Continental Drift (Jeremy Rabkin, Fall 2005, Claremont Review of Books)
Imagine a new world counterpart to the European Union…. A series of treaties bestows lawmaking power to councils of representatives from the United States, Mexico, Canada, Guatemala, Grenada, Belize, Brazil, and a dozen or so other countries. Agriculture and labor regulations are made in secret meetings of the labor and agriculture ministers; environmental and safety regulations by environment and safety ministers; and so on. These laws and regulations—elaborated in suitable detail by a Commission of the Americas in, let us say, Caracas, Venezuela—exceed the reach of the current U.S. Code and take priority over U.S. laws. A court in, say, Belize, charged with giving force to these laws, has the authority to override any constitutional objections from the U.S. Supreme Court. The presidents or prime ministers of all these states then meet periodically to expand the powers of the Union of the Americas, by mutual agreement among themselves.
Of course, anyone who proposed such a scheme would be dismissed out of hand. It would subvert our Constitution’s system of accountability, along with its checks and balances. But to state the objection in this way may be too abstract. Most Americans would instinctively recoil from this project on the grounds that it is, well, nuts. Most Americans would prefer to keep their own country.

□ □ □

■ Task requirements:
(1) Rewrite the Union of the Americas passage from "Of course, anyone" to "their own country.", putting "citizens" wherever "Americans" appears.
(2) In the Union of the Americas passage, where is the court that can override constitutional objections from the U.S. Supreme Court?
(3) Pick up the Union of the Americas passage after its last sentence and keep writing.
The material that comes next is from a separate source and is unrelated to the Union of the Americas passage.

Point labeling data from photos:
□ □ □

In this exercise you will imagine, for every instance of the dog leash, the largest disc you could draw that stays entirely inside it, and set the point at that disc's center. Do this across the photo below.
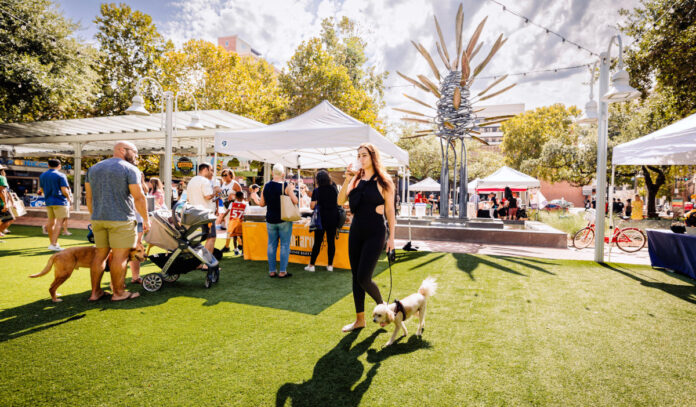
(390, 255)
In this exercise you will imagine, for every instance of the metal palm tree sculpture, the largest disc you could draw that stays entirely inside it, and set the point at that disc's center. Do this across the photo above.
(455, 117)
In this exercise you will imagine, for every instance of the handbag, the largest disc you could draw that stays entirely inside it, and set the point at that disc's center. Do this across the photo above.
(315, 223)
(18, 208)
(288, 211)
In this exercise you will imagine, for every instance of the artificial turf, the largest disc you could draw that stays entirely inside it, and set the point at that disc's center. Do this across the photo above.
(500, 331)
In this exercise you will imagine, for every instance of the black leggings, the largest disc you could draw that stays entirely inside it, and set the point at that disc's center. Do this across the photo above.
(330, 242)
(365, 244)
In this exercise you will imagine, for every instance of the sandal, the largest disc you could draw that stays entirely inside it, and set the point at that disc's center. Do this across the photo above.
(128, 297)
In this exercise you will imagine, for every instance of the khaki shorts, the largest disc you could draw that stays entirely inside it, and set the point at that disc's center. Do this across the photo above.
(58, 211)
(114, 234)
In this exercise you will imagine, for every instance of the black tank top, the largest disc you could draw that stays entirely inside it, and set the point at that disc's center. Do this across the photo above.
(365, 197)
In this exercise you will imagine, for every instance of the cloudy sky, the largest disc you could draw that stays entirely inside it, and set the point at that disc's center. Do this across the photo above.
(277, 27)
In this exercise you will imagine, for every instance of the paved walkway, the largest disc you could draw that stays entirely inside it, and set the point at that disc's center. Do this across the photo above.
(617, 256)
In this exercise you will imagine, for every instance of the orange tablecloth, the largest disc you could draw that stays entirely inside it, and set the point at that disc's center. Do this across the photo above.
(255, 240)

□ □ □

■ Answer list:
(1)
Of course, anyone who proposed such a scheme would be dismissed out of hand. It would subvert our Constitution’s system of accountability, along with its checks and balances. But to state the objection in this way may be too abstract. Most citizens would instinctively recoil from this project on the grounds that it is, well, nuts. Most citizens would prefer to keep their own country.

(2) It is in Belize.

(3)
Is the comparison unfair? Some Europeans have sentimentalized the project of European integration as a way to restore the unity of medieval Europe before it was shattered by the Protestant Reformation, or the French Revolution, or the terrible wars of the 20th century. But the nations of today’s E.U. have never been governed in common. Neither ancient Rome nor its ramshackle successor, the Holy Roman Empire, stretched so far to the north or the east or the west. There has never before been a single political unit stretching from Portugal to Estonia, from Ireland to Greece, from Sweden to Cyprus.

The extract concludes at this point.